Après avoir longtemps prévu comme un scénario improbable, sinon impossible, le regroupement des trois partis de l’opposition historiquement implantés dans l’histoire parlementaire du pays, le leader du MSM a dû se résoudre à bricoler et trouver des parades maintenant que cette alliance s’est concrétisée et qu’elle a parfaitement réussi ses sorties à Mare d’Albert et à Vacoas.
Le dernier remaniement, contraint, en raison des déboires de deux de ses grands « soldats », terme dont ils aiment se réclamer, Rajanah Dhaliah, qui a démissionné de son poste de PPS, et Maneesh Gobin, muté à un poste où il essayera de se faire oublier entre deux missions et trois avions, n’est, en fait, que la toute dernière des actions prises par le pouvoir pour essayer d’endiguer la vague de mécontentement qui a gagné le pays, qui bouleverse ses plans et qui fait craindre une éventuelle débâcle. Le bricolage au jour le jour ne s’arrêtera certainement pas là.
Comme avant même qu’elle n’annonce avoir décidé de briguer les prochaines élections sur la même plate-forme, l’alliance PTr/MMM/PMSD avait conclut un accord pour affronter ensemble les municipales. Le gouvernement, craignant une déconvenue programmée, avait décidé de repousser pour la troisième fois l’organisation des élections municipales qui auraient normalement dû se tenir en juin 2021. C’était à la veille de l’échéance et sous le motif ridicule qu’une réforme des administrations régionales est nécessaire. Pour masquer une fuite en avant, on peut difficilement faire plus ridicule!
Et comment faire du neuf avec du vieux et donner à une équipe qui squatte les collectivités locales, dépourvue d’imagination et sans relief depuis 2015, un semblant de fraîcheur, c’est procéder à un remplacement des premiers magistrats.
Les maires, qui s’étaient incrustés pendant de longues années, ne s’étant pas particulièrement signalés par la qualité de leur gestion et l’abondance de leurs résultats. On les a remplacés par d’autres illustres inconnus qui sont censés révolutionner l’administration avant juin 2025, selon le nouveau calendrier des échéances décidé par un gouvernement pour qui la démocratie a peu de sens.
Remaniement des administrations locales, puis celui du conseil des ministres, ou comment continuer à essayer de limiter la casse. C’est ce à quoi est obligé de s’employer un Premier ministre qui, ignorant les enseignements, pourtant limpides, des élections générales de novembre 2019, a cru pouvoir exercer indéfiniment un pouvoir absolu, autoritaire et personnel, la conversion de la rue où il habite, la fameuse Angus Road, partiellement convertie en voie à sens unique, étant la toute dernière illustration de cette propension à se croire propriétaire du pays.

● **DONNÉES AFFICHÉES**
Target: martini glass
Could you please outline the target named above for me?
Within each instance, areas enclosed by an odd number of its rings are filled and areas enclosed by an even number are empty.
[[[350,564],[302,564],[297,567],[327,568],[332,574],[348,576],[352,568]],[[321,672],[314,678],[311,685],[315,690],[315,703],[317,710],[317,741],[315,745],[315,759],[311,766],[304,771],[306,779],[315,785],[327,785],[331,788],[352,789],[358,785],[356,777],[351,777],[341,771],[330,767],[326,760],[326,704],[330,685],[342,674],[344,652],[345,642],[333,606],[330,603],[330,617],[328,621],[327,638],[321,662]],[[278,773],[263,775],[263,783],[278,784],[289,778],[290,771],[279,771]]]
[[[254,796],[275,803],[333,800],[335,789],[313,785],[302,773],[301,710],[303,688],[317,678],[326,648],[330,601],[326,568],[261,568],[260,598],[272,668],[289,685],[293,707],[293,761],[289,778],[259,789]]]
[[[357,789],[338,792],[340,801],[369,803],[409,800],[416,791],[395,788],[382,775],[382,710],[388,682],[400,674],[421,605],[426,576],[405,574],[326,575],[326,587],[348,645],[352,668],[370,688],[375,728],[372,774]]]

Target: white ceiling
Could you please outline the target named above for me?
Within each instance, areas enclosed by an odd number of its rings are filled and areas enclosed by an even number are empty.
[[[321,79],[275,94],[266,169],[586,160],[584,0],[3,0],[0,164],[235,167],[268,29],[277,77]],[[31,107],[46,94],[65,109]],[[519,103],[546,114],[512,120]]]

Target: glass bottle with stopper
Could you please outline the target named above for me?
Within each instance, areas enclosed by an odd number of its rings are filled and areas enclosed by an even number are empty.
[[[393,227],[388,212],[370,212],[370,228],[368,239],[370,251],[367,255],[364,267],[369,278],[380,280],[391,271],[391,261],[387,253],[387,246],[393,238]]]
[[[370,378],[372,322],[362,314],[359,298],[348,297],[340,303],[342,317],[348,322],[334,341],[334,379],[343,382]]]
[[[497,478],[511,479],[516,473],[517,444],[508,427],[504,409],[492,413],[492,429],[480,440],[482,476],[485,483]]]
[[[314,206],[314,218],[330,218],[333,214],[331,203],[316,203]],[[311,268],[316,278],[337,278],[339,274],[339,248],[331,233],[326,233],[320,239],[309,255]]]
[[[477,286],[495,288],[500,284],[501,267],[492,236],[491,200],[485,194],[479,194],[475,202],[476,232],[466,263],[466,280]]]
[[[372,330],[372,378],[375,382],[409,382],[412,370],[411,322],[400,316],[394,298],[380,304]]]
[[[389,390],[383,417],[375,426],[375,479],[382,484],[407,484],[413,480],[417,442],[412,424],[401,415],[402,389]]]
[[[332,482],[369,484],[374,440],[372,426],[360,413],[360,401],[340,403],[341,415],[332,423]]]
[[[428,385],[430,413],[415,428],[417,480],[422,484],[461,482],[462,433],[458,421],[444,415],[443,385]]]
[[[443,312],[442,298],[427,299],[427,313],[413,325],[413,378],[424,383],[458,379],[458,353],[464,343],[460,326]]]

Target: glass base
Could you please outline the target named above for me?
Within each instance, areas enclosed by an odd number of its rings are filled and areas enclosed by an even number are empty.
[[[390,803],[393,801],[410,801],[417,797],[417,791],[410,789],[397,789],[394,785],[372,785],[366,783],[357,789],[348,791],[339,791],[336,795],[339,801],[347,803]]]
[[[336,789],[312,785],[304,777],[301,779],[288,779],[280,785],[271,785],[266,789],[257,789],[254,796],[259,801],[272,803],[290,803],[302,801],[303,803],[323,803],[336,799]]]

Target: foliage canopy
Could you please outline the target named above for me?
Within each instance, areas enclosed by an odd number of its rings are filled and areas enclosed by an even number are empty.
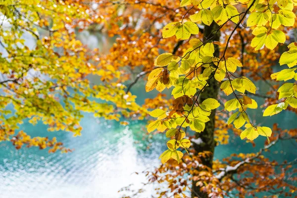
[[[20,125],[41,121],[50,131],[77,136],[83,111],[117,121],[150,115],[148,132],[166,131],[170,139],[160,156],[165,164],[149,175],[149,182],[168,184],[160,197],[186,197],[181,178],[187,174],[202,192],[192,188],[192,197],[223,197],[234,189],[240,197],[294,195],[296,178],[288,172],[297,160],[278,163],[263,153],[278,141],[296,139],[297,130],[261,126],[248,113],[262,108],[263,116],[297,113],[297,6],[296,0],[1,0],[0,141],[18,149],[67,152],[55,138],[31,137]],[[96,25],[118,36],[108,54],[76,38],[76,31]],[[35,46],[28,46],[27,36]],[[128,69],[142,71],[131,82]],[[92,84],[91,75],[101,83]],[[159,94],[137,103],[130,90],[145,77],[147,92],[170,89],[171,98]],[[270,90],[258,90],[257,81]],[[213,161],[214,145],[228,144],[230,131],[249,143],[264,136],[266,146],[234,154],[226,163]]]

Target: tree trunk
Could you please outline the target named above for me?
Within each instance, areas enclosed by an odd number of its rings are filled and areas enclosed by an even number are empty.
[[[220,34],[219,31],[214,35],[214,33],[216,31],[214,30],[217,30],[219,28],[219,26],[213,22],[210,26],[205,26],[204,30],[204,38],[209,38],[214,37],[213,39],[211,39],[209,41],[219,41]],[[207,39],[205,39],[205,40]],[[218,57],[219,55],[219,48],[218,46],[215,45],[215,52],[214,56]],[[202,71],[203,72],[202,68]],[[211,74],[212,76],[213,74]],[[199,102],[202,102],[205,99],[211,98],[214,99],[217,99],[217,95],[218,92],[219,86],[218,86],[218,82],[215,80],[214,78],[212,78],[208,83],[209,86],[205,87],[203,92],[200,94],[200,98],[199,99]],[[200,138],[203,141],[201,144],[197,145],[193,143],[193,146],[196,153],[203,151],[210,151],[212,153],[209,157],[202,158],[202,163],[210,168],[212,166],[212,160],[213,158],[213,152],[214,151],[214,148],[215,147],[216,142],[214,139],[214,124],[215,124],[215,110],[213,110],[210,116],[209,116],[210,121],[205,123],[205,128],[201,133],[196,133],[195,138],[196,139]],[[205,193],[200,191],[200,187],[196,186],[196,182],[193,181],[192,186],[192,197],[198,197],[198,198],[208,198],[208,195]]]

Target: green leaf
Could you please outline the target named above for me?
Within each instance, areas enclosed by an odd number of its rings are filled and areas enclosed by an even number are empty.
[[[202,12],[199,11],[198,13],[196,13],[194,14],[192,14],[190,16],[190,19],[192,22],[194,23],[198,22],[199,23],[201,22],[201,18],[202,16]]]
[[[283,53],[279,62],[281,65],[288,64],[289,67],[292,67],[297,64],[297,50],[290,50]]]
[[[259,134],[262,136],[270,137],[272,134],[272,131],[269,127],[257,127],[257,129]]]
[[[161,154],[159,158],[161,158],[161,162],[162,162],[162,164],[164,164],[169,160],[172,155],[172,151],[170,149],[168,149],[164,151],[163,153]]]
[[[180,162],[180,159],[183,157],[184,156],[184,153],[179,150],[174,150],[173,152],[173,154],[171,155],[171,158],[172,159],[176,160],[177,161],[178,163]]]
[[[271,74],[270,76],[271,79],[276,79],[278,81],[287,81],[288,80],[292,79],[295,75],[295,71],[297,68],[286,69],[282,71]]]
[[[297,108],[297,99],[291,97],[288,100],[289,104],[293,108]]]
[[[150,113],[149,113],[149,115],[153,117],[158,117],[165,114],[166,112],[164,110],[160,108],[157,108],[151,111]]]
[[[163,38],[169,38],[174,36],[181,25],[181,23],[179,22],[174,22],[165,25],[162,33]]]
[[[266,35],[259,34],[255,36],[251,40],[250,46],[255,49],[255,50],[260,50],[265,44],[266,41]]]
[[[228,124],[230,124],[232,123],[232,122],[234,121],[235,118],[236,118],[236,117],[237,117],[237,115],[238,115],[239,113],[239,112],[237,111],[236,113],[233,113],[232,115],[231,115],[230,117],[228,119]]]
[[[237,118],[235,119],[233,122],[234,126],[237,129],[239,129],[246,123],[246,119],[245,119],[243,113],[241,113],[240,115],[239,115],[239,116],[238,116]]]
[[[192,34],[198,34],[199,33],[199,28],[195,23],[191,21],[187,21],[184,23],[183,26],[186,27],[189,32]]]
[[[154,60],[154,65],[160,67],[166,66],[171,62],[175,56],[171,53],[164,53],[159,55]]]
[[[227,15],[229,18],[231,19],[231,21],[235,23],[238,23],[239,21],[239,16],[237,16],[239,13],[237,11],[237,9],[233,5],[227,4],[225,7],[227,11]],[[231,18],[232,17],[232,18]]]
[[[263,26],[267,23],[268,18],[268,16],[265,12],[253,12],[248,16],[247,25],[249,27],[255,25]]]
[[[210,109],[214,109],[220,106],[220,103],[215,99],[208,98],[204,100],[202,103]]]
[[[241,107],[240,103],[237,99],[234,99],[225,103],[225,109],[231,111]]]
[[[156,120],[148,124],[148,133],[150,133],[152,131],[154,131],[154,130],[157,128],[158,126],[159,126],[159,123],[160,120]]]
[[[191,129],[197,132],[201,132],[204,130],[205,127],[205,124],[203,122],[199,122],[198,119],[193,121],[191,124],[190,125]]]
[[[184,7],[191,4],[191,0],[182,0],[180,7]]]
[[[180,143],[181,145],[180,145],[181,147],[183,148],[189,148],[191,146],[191,142],[190,140],[187,139],[182,139],[179,141],[179,143]]]
[[[203,9],[201,12],[201,20],[204,24],[210,26],[213,21],[213,13],[208,9]]]
[[[167,143],[167,146],[169,149],[176,149],[179,147],[179,146],[177,145],[176,140],[175,139],[170,140]]]
[[[259,133],[256,128],[250,127],[246,129],[240,134],[240,138],[243,140],[247,138],[249,140],[254,140],[259,136]]]
[[[175,136],[175,134],[178,132],[177,129],[170,129],[166,132],[166,137],[170,138]]]
[[[227,10],[223,6],[214,7],[211,11],[214,14],[214,20],[219,25],[223,24],[229,19]]]
[[[243,65],[240,61],[237,58],[230,57],[226,60],[226,67],[227,69],[230,72],[235,72],[237,67],[242,67]]]
[[[264,111],[263,113],[263,116],[272,116],[276,114],[279,113],[283,109],[286,109],[288,106],[288,103],[285,102],[281,102],[279,104],[272,104]]]

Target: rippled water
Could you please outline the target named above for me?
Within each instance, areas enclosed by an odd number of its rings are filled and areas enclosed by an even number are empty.
[[[100,37],[85,34],[81,39],[95,45],[93,47],[102,43],[94,41]],[[92,81],[96,83],[98,80]],[[268,89],[265,84],[259,87],[263,93]],[[139,96],[137,101],[140,103],[155,94],[146,93],[143,83],[134,87],[132,92]],[[263,102],[261,99],[257,101],[259,104]],[[278,122],[281,127],[297,127],[296,115],[289,112],[263,118],[258,108],[249,115],[262,126],[271,127]],[[33,126],[25,122],[20,127],[20,130],[32,136],[56,137],[65,146],[75,149],[69,153],[49,154],[47,150],[36,148],[17,150],[10,143],[0,143],[0,198],[118,198],[121,194],[117,191],[123,187],[133,184],[132,188],[137,189],[142,186],[142,183],[146,182],[145,176],[134,173],[157,166],[158,156],[166,149],[166,138],[162,134],[153,136],[152,139],[146,135],[142,122],[130,122],[124,127],[86,114],[81,125],[82,136],[76,138],[69,133],[48,133],[46,126],[41,123]],[[221,159],[234,152],[257,151],[264,141],[263,138],[258,139],[256,142],[259,144],[253,148],[239,138],[232,139],[228,146],[216,148],[215,158]],[[292,160],[295,154],[294,144],[278,144],[267,156],[278,160]],[[281,155],[275,154],[281,150]],[[153,194],[153,186],[147,187],[140,197],[149,197]]]
[[[123,127],[87,116],[82,125],[80,137],[52,134],[75,149],[69,153],[48,154],[35,148],[16,150],[9,143],[0,144],[0,197],[118,197],[117,191],[130,184],[141,187],[144,176],[134,172],[159,164],[162,145],[157,139],[147,149],[149,143],[138,133],[142,124]],[[42,124],[32,127],[25,124],[22,128],[41,135],[46,130]]]

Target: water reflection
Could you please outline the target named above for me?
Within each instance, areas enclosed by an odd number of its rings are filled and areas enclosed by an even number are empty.
[[[83,32],[78,37],[91,48],[99,48],[107,51],[114,39],[109,39],[100,34]],[[31,40],[31,47],[34,41]],[[93,83],[99,83],[94,79]],[[259,84],[260,90],[266,91],[267,85]],[[144,84],[140,83],[132,92],[139,97],[137,101],[143,102],[146,98],[151,98],[156,92],[146,93]],[[170,91],[167,91],[170,93]],[[263,91],[264,92],[264,91]],[[263,99],[257,101],[263,103]],[[273,117],[262,117],[262,109],[250,111],[252,119],[263,126],[271,127],[278,122],[280,127],[296,127],[295,115],[283,112]],[[59,152],[49,154],[46,150],[38,148],[15,150],[9,143],[0,143],[0,197],[10,198],[116,198],[123,187],[133,183],[134,189],[142,187],[146,181],[142,174],[133,174],[146,169],[151,169],[159,164],[158,157],[166,149],[165,139],[162,135],[154,136],[151,145],[146,138],[142,128],[145,124],[141,122],[132,122],[129,127],[119,125],[115,122],[107,122],[95,118],[86,114],[81,122],[84,129],[82,136],[73,138],[71,133],[57,132],[48,133],[41,123],[33,126],[28,122],[21,126],[20,130],[29,132],[32,136],[56,136],[65,146],[74,148],[70,153]],[[215,155],[221,159],[235,150],[237,152],[251,152],[258,150],[264,138],[257,140],[259,146],[253,148],[239,138],[231,140],[228,146],[217,148]],[[287,142],[280,143],[274,150],[284,150],[283,154],[277,155],[273,152],[270,156],[276,160],[285,157],[293,159],[294,145]],[[150,146],[150,148],[147,148]],[[292,159],[290,159],[291,158]],[[141,197],[149,197],[152,186],[148,187]]]

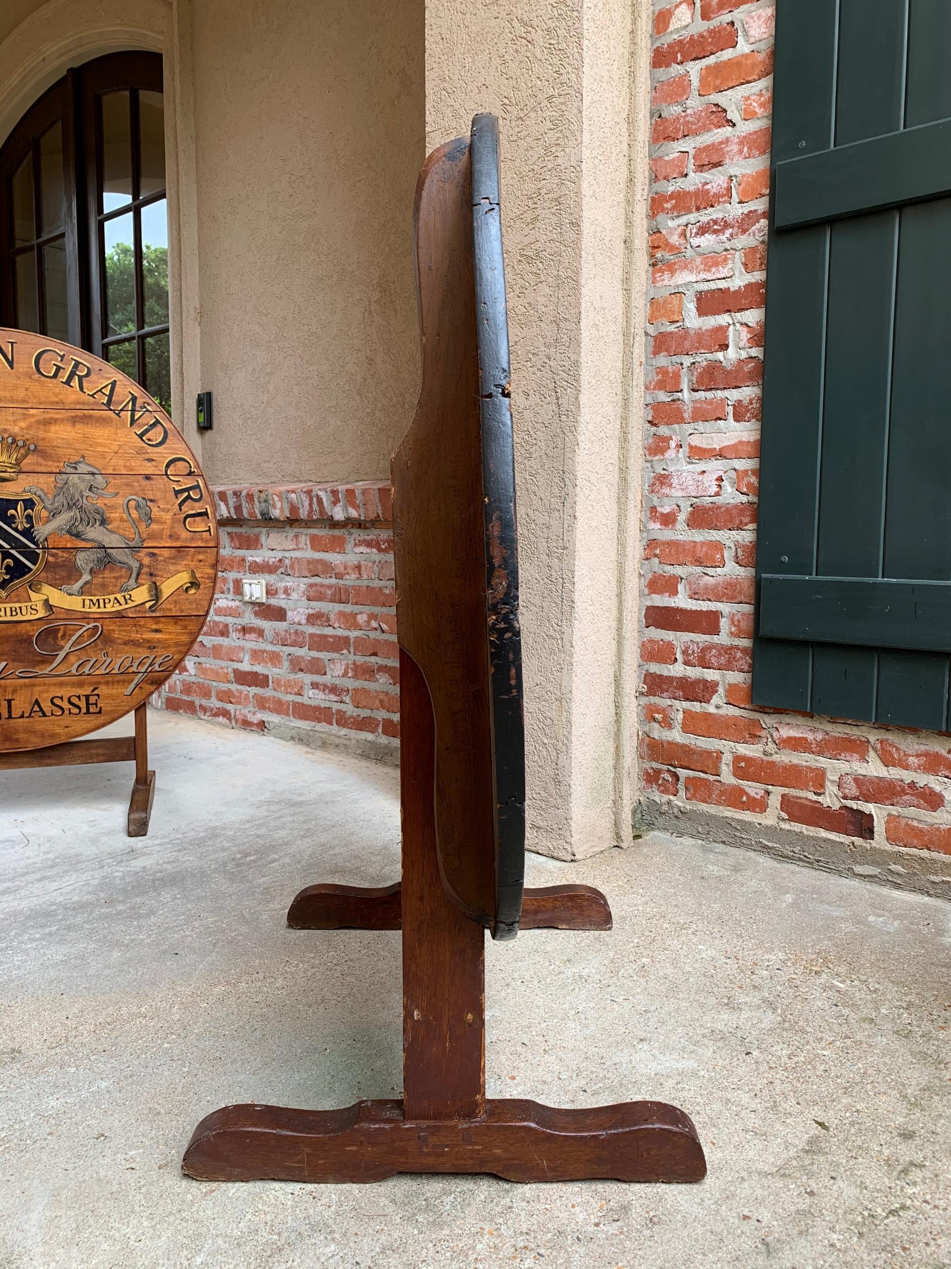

● **CONSIGNES ÉCRITES**
1. D'après le texte fourni, à quelle date les élections municipales auraient-elles normalement dû se tenir ?
2. Recopiez dans le texte fourni tout ce qui va de « Et comment faire » jusqu'à « peu de sens. ».
Appuyez-vous uniquement sur le texte fourni, sans recourir à la liste.

● **RÉPONSES AUX CONSIGNES**
1. En juin 2021.

2.
Et comment faire du neuf avec du vieux et donner à une équipe qui squatte les collectivités locales, dépourvue d’imagination et sans relief depuis 2015, un semblant de fraîcheur, c’est procéder à un remplacement des premiers magistrats.
Les maires, qui s’étaient incrustés pendant de longues années, ne s’étant pas particulièrement signalés par la qualité de leur gestion et l’abondance de leurs résultats. On les a remplacés par d’autres illustres inconnus qui sont censés révolutionner l’administration avant juin 2025, selon le nouveau calendrier des échéances décidé par un gouvernement pour qui la démocratie a peu de sens.